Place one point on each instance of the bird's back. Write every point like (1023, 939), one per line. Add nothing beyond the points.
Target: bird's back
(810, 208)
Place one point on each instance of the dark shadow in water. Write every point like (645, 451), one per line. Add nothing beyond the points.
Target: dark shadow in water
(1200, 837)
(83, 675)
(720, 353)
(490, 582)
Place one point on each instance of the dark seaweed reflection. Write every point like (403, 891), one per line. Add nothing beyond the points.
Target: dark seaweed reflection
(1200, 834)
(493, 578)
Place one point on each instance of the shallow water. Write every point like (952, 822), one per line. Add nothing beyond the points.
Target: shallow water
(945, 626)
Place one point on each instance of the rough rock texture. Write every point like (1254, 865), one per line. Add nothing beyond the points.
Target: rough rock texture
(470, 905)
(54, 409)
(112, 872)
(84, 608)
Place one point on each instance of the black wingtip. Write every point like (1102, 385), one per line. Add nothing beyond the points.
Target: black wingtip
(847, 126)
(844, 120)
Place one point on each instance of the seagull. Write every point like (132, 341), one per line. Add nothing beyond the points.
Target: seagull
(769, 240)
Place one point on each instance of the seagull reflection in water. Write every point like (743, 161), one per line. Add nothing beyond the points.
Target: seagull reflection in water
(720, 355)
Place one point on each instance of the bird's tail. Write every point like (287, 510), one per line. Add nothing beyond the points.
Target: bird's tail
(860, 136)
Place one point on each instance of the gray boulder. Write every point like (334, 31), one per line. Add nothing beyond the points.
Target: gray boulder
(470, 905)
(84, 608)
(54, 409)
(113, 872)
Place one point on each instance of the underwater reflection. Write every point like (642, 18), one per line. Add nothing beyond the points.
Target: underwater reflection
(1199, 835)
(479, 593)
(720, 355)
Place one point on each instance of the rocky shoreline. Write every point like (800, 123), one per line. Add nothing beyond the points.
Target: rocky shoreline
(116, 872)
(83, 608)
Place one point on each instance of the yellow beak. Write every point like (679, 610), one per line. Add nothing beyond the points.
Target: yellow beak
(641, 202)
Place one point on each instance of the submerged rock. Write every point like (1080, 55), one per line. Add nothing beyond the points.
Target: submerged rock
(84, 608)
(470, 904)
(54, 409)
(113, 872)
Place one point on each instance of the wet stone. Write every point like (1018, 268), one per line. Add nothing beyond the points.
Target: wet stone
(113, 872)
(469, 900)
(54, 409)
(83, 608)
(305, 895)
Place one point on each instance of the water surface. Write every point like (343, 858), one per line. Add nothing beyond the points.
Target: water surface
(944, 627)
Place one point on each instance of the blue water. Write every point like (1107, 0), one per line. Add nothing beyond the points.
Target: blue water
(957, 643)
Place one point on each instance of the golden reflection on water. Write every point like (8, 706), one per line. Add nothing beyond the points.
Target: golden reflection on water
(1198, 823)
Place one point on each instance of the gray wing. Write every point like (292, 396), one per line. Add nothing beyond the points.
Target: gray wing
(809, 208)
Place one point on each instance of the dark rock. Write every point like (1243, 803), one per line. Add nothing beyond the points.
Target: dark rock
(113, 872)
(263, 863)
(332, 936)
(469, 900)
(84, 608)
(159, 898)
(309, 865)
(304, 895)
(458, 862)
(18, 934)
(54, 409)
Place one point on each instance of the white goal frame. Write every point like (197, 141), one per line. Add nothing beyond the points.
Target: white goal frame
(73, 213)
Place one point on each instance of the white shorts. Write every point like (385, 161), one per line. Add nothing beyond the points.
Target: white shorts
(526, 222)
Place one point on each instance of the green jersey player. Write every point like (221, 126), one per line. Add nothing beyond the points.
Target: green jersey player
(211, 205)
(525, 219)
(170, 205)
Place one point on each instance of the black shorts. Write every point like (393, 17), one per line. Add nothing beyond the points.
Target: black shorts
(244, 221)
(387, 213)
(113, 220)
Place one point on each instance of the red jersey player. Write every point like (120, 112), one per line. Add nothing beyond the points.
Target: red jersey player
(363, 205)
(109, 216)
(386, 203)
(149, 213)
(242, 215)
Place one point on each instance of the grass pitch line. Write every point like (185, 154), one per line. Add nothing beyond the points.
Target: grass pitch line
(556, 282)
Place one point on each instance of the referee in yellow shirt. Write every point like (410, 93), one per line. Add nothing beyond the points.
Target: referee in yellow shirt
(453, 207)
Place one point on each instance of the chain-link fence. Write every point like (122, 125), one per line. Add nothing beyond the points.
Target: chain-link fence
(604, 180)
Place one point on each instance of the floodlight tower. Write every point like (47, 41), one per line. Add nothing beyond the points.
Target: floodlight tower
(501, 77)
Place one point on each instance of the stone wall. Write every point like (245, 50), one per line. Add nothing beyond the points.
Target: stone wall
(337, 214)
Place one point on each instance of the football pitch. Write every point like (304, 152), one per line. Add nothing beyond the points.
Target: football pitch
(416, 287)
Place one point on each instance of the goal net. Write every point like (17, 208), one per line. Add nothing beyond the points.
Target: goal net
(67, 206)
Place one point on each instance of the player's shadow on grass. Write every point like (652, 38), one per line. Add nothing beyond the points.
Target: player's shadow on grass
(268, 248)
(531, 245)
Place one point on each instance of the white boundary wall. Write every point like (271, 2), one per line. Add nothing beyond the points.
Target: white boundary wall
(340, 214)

---------------

■ **Your instructions**: Nothing should be left out when the listing is retyped exactly.

■ **Your solution**:
Place one point on each instance of the bird's back. Write every point like (1023, 939), one per line. Add nothing beyond the points.
Target: bird's back
(810, 208)
Place one point on each instance of the dark shadow in water. Write every point like (645, 451), one per line. Add nothing beyond the points.
Target: dark shadow in water
(1200, 837)
(83, 675)
(720, 353)
(490, 582)
Place one point on each instance of the dark seaweed reflection. Write every point like (403, 891), one per line. Add nothing beyond the points.
Target: dark seaweed reflection
(1200, 834)
(493, 578)
Place one point on each instance of the shallow water. Write every point like (952, 822), one per line. Add nothing beyond the points.
Target: shallow water
(945, 626)
Place one point on each instance of the rough rock texture. Write every point like (1254, 865), one per line. Add nothing beyond the points.
Target: rough rock texture
(470, 905)
(54, 409)
(112, 872)
(84, 608)
Place one point on each instance of the black wingtip. Write every point like (1102, 385), one per line. Add nothing beyond the points.
Target: black wingtip
(847, 126)
(844, 120)
Place one point on each instance of the seagull. Write every point like (132, 341), one per line. Add nothing beyond the points.
Target: seagull
(769, 240)
Place one point on each instance of the seagull reflection in water. Write every point like (743, 161), one per line. Add nothing beyond the points.
Target: seagull reflection in water
(720, 355)
Place one point on each instance of the bird's tail. Write every point like (287, 510), one per line. Add nothing beyond the points.
Target: bird's tail
(860, 136)
Place one point on each instance of the gray boulder. Write every point like (334, 31), one per line. Add nothing beyond the points.
Target: gray boulder
(470, 905)
(84, 608)
(54, 409)
(113, 872)
Place one point on each instance of the underwater reflection. Write every point like (642, 18), one per line. Add nothing beyond the points.
Target: underwater reflection
(1199, 835)
(479, 593)
(720, 355)
Place one point on each instance of the rocky shoreline. Write every point like (800, 123), one per line. Add nothing beyond the points.
Target: rocky shoreline
(116, 872)
(83, 608)
Place one point on each instance of the yellow beak. Write every point like (679, 610), one per line. Add nothing beyond the points.
Target: yellow beak
(641, 202)
Place one point on each instance of the submerged rock. Write every point like (1080, 55), one per line. Add nothing beyond the points.
Target: submerged rock
(84, 608)
(470, 904)
(54, 409)
(113, 872)
Place one point on each instance of the wet stone. Write every point like (1018, 268), one per line. Add nothing beyond the points.
Target: wet stone
(113, 872)
(469, 900)
(54, 409)
(83, 608)
(305, 895)
Place one point on each instance of the water surface. Write every point like (343, 858), one per line. Add nothing beyond the points.
Target: water surface
(944, 627)
Place one point on each instance of the blue water. Write every point like (1107, 0), one per line. Add nothing beyond the points.
Target: blue water
(957, 643)
Place one point on each instance of the golden reflection on water. Write every point like (8, 706), one per line. Add nothing beyond the points.
Target: golden reflection on water
(1198, 823)
Place one point on each instance of the gray wing. Write every point like (292, 396), one per line. Add nothing beyond the points.
Target: gray wing
(809, 208)
Place one point on each instance of the dark rock. Write every point like (1243, 803), one per line. Add nothing beyond the points.
Target: dark rock
(113, 872)
(263, 863)
(332, 936)
(469, 900)
(84, 608)
(159, 898)
(309, 865)
(304, 895)
(458, 862)
(18, 934)
(54, 409)
Place one point on each instance of the white goal frame. Write every point like (197, 141), one per line. Add nothing beyond the points.
Target: white goal frame
(73, 213)
Place one point on each instance of the white shorts. Write every point like (385, 161), one per line. Add nothing beyond the points.
Target: white shorts
(526, 222)
Place one point on each instance of the green jersey player. Write every point like (221, 126), one per line. Add nothing beyond the points.
Target: green jersey player
(211, 205)
(525, 219)
(170, 205)
Place one point on each instance of the black shorts. Write every point like (393, 17), one per line. Add nothing beyond the points.
Target: black shorts
(244, 221)
(387, 213)
(113, 220)
Place one point on each instance of the red jersey player. Write every point like (120, 112), one per line. Add nothing beyond the points.
Target: red jersey player
(363, 205)
(109, 216)
(386, 203)
(149, 213)
(242, 215)
Place one point on each instance of the grass pitch line. Write every point like (185, 154), one per line. Add nothing beyond the points.
Target: grass pitch line
(556, 282)
Place one point on each instance of the referee in yellow shirt. Write every point like (410, 93), one per line. Add nothing beyond the points.
Target: referee in yellow shirt
(453, 207)
Place one point on each instance of the chain-link fence. Write every point like (122, 125), one per line. Add nothing beyond the points.
Target: chain-link fence
(604, 180)
Place one point on each instance of the floodlight tower. Write every point like (47, 41), one per line. Add nothing beyond the points.
Target: floodlight tower
(501, 77)
Place one point on each instance of the stone wall. Write every point like (245, 50), one per line. Add nothing beyond the points.
Target: stone wall
(337, 214)
Place one point on each instance of the football pitch. Write every point like (304, 152), one per line. Add nothing beyond the points.
Target: football pitch
(416, 287)
Place one point on each instance of the goal net. Write every point like (17, 208), one per line. Add nothing beyond the points.
Target: goal net
(67, 206)
Place one point on each instance of the player's shadow on grass. Write every point like (652, 38), one per line. Add nothing beyond the points.
Target: player's shadow on grass
(268, 248)
(531, 245)
Place one point on each instance of the white boundary wall. Write every point like (271, 2), one per line. Add nothing beyond the points.
Target: white boundary wall
(340, 214)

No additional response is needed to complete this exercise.